[Pointing entries for named objects]
——————————
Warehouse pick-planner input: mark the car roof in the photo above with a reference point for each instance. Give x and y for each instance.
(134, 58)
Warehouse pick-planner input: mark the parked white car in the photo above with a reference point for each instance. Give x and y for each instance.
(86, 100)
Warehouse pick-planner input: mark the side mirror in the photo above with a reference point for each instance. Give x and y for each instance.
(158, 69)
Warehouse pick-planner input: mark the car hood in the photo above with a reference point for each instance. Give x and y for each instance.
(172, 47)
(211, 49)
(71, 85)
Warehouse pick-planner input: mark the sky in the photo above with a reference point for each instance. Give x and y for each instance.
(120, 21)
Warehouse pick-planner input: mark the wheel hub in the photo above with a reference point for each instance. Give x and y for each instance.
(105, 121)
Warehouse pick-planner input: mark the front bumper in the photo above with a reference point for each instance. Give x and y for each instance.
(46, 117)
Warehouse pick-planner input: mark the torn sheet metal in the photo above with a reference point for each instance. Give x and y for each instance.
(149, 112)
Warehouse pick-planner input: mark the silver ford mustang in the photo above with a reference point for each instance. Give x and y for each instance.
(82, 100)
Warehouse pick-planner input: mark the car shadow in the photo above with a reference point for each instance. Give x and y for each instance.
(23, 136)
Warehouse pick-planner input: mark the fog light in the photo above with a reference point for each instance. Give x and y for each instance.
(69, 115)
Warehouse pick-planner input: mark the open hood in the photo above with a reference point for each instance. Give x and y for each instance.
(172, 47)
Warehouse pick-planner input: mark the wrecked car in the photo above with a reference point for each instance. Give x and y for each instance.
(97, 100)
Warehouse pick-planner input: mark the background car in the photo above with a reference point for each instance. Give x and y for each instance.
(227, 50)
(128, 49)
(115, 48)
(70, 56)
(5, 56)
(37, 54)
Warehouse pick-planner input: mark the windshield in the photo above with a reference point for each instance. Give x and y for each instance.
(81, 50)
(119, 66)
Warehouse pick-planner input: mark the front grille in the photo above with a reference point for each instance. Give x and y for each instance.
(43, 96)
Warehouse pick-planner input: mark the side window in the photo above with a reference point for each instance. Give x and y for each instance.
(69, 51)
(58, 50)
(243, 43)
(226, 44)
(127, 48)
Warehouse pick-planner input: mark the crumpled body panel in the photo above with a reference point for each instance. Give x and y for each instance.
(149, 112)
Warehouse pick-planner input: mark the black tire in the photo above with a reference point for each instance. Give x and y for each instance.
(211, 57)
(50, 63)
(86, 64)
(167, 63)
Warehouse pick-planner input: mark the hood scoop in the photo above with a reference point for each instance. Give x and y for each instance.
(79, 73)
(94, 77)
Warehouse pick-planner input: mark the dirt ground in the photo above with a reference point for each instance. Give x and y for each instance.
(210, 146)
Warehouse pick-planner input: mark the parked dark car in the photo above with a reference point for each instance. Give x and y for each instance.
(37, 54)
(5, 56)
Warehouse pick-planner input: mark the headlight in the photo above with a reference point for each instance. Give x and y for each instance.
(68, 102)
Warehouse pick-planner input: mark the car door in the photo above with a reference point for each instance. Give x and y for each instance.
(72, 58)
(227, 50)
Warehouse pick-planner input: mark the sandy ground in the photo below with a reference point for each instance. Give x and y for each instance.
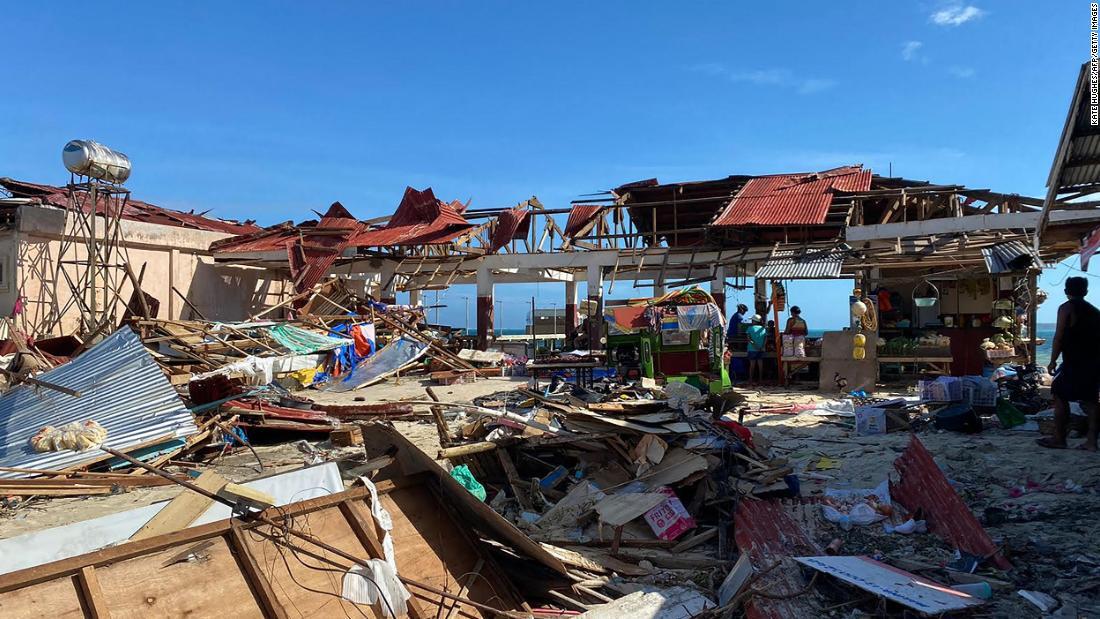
(1047, 531)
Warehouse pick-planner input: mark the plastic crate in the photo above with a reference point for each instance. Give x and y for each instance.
(979, 391)
(943, 389)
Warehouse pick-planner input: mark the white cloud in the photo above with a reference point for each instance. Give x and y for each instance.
(776, 77)
(910, 50)
(956, 14)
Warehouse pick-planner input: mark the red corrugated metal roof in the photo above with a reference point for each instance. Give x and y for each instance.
(422, 207)
(791, 199)
(420, 219)
(310, 255)
(513, 223)
(924, 487)
(580, 217)
(135, 210)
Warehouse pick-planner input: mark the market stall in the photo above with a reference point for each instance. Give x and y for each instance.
(680, 334)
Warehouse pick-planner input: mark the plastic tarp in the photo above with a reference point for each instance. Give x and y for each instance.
(392, 357)
(301, 341)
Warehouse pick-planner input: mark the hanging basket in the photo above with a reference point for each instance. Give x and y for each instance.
(926, 301)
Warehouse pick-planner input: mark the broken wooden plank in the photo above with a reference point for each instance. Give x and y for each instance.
(184, 509)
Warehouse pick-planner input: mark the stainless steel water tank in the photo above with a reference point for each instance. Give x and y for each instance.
(86, 157)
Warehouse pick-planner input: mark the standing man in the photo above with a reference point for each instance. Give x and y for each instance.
(732, 333)
(1077, 342)
(758, 339)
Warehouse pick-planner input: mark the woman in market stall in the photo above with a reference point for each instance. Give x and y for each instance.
(758, 338)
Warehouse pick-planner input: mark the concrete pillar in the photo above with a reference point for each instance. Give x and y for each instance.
(484, 308)
(595, 307)
(760, 297)
(571, 314)
(718, 288)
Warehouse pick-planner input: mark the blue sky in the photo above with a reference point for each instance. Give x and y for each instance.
(266, 111)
——————————
Goal of the exercise:
Can you write out all the records above again with "reference point" swapped for "anchor point" everywhere, leaving everything else unchanged and leaving the pictures out of your answer?

Answer to the problem:
Warehouse pick-planner input: mark the car roof in the photo above with a anchor point for each instance. Give x and y for each instance.
(134, 58)
Warehouse pick-planner input: mark the parked white car in the photo above with a anchor point for each instance. Give x and y for each instance.
(86, 100)
Warehouse pick-planner input: mark the side mirror in the photo above with a anchor point for each instance. Give x and y for each instance.
(158, 69)
Warehouse pick-planner input: mark the car hood in the photo above with a anchor point for each instance. Give x and y for each instance.
(172, 47)
(211, 49)
(71, 85)
Warehouse pick-planner input: mark the sky in the photo above with a anchor point for each instance. Give x and y for each instance.
(120, 21)
Warehouse pick-planner input: mark the wheel hub in the photo above with a anchor point for each instance. Give x and y for each instance.
(105, 121)
Warehouse pick-planner input: mark the front bumper in the photo above with a anchor point for each instance. Give x and y for each instance.
(46, 117)
Warehouse pick-planner input: mark the torn sheet metal in the photo above with a anchor point for each instance. Give x and y for each instance.
(149, 112)
Warehouse pick-planner input: mark the silver ford mustang in the photo above with a anchor point for each instance. Give x and y for each instance.
(82, 100)
Warehouse pick-planner input: mark the car shadow in the photo above with a anchor point for each instance. Give x and y for each instance.
(23, 136)
Warehouse pick-planner input: mark the fog light in the photo above with a anchor point for each instance. Give x and y for each instance.
(69, 115)
Warehouse pick-planner input: mark the open hood in the photo above with a anchor point for each instance. Give x and y for each instance.
(172, 47)
Warehouse pick-planner input: mark the wrecked car in the photo above with a anchor point for each instance. Give x and y for each instance.
(97, 100)
Warehouse pick-planner input: mark the background car in the photo above with a anchor point for each instance. Give x and y for each instance.
(227, 50)
(128, 49)
(115, 48)
(70, 56)
(5, 56)
(37, 54)
Warehouse pick-planner input: mark the windshield in the photo above with a anchor point for each instance. Give x and y for each instance.
(81, 50)
(119, 66)
Warehouse pick-planner input: mark the front grille in the photo above with a anchor point for each instance. Give x and y for each instance.
(43, 96)
Warehouse pick-planner input: mark the side window in the photo above with a anchor point for each instance. Give x and y for each instance.
(69, 51)
(58, 50)
(243, 43)
(226, 44)
(127, 48)
Warehouse pick-planner input: mark the crumpled body panel in the photo above with a anchor point for each instance. Give x and y for each instance.
(149, 112)
Warehouse pick-planner input: mark the black tire in the photo above with a anchor point for each instance. Give x and y for each instance.
(211, 57)
(50, 63)
(86, 64)
(167, 63)
Warehouse pick-planner input: mark the hood scoop in the photo above with a anchor point for each instance. Give x and y for each instance.
(79, 73)
(94, 77)
Warehouse pick-planner input: mark the dirt ground in the photo above with a anchor point for each instance. Give x and y for each instance.
(210, 146)
Warehouse pick-planner input: mark the parked dark car in the photo above with a anchor point for each instance. Give x and y for each instance.
(37, 54)
(5, 56)
Warehouse pick-planner input: mark the headlight in the photo above with a anchor point for each instance. Give x and y for each instance.
(68, 102)
Warehouse pick-planner input: mark the car door in the photo above with a anchor point for each instance. Give x and y for each instance.
(72, 58)
(227, 50)
Warehouse pick-planner input: mark the sandy ground in the photo below with a anchor point for each instance. Give x and y for each instance.
(1047, 531)
Warehouse pick-planner input: mark the plastic crate in the photo above with a anchor point for each instance. Give x and y for each instance.
(979, 391)
(943, 389)
Warehouse pick-planner input: mark the white cloud in the photo above with a anchor point for each instance. Give x and y for each instance.
(776, 77)
(910, 50)
(956, 14)
Warehouse pick-planner input: mark the red corrugated metal roof in the photo above with a anchor point for each instance. Give x and y for each instance.
(422, 207)
(791, 199)
(420, 219)
(310, 255)
(513, 223)
(924, 487)
(580, 217)
(135, 210)
Warehouse pick-planner input: mark the market stall in the photo above with a anchor point for each instance. Give x and y for each instance.
(680, 334)
Warehouse pick-planner input: mark the plastic tarp in the photo above with a anchor point for each instance. Give x and y for each instance.
(392, 357)
(301, 341)
Warehouse pick-planner input: mark the hanging basket in the photo above with a anchor point for each instance. Give x and y for each instance.
(926, 301)
Warehouse pick-planner input: mark the broken wooden plank in the photo above with a anchor point for each instance. Give x and y for each instance.
(184, 509)
Warehouse pick-planner input: mark the stainless steel water tank in the photo above with a anchor point for each instance. Give x and y for each instance.
(86, 157)
Warehouse pick-planner input: mark the standing man in the photo above with a anchor point for each instance. Give x and y for each instance.
(732, 333)
(1077, 342)
(758, 339)
Warehouse pick-planner input: mark the woman in market stall in the photo above with a anchor point for each instance. Give x and y for each instance.
(758, 338)
Warehouse pick-planner input: mark the concrete pillar in the photo above with a anchor point for each instance. Give x and y for each instance.
(484, 308)
(595, 307)
(760, 297)
(571, 314)
(718, 288)
Warehouse pick-planner input: mark the blue sky in the photo above with a anchor point for each instance. Give x and y for each instance.
(266, 111)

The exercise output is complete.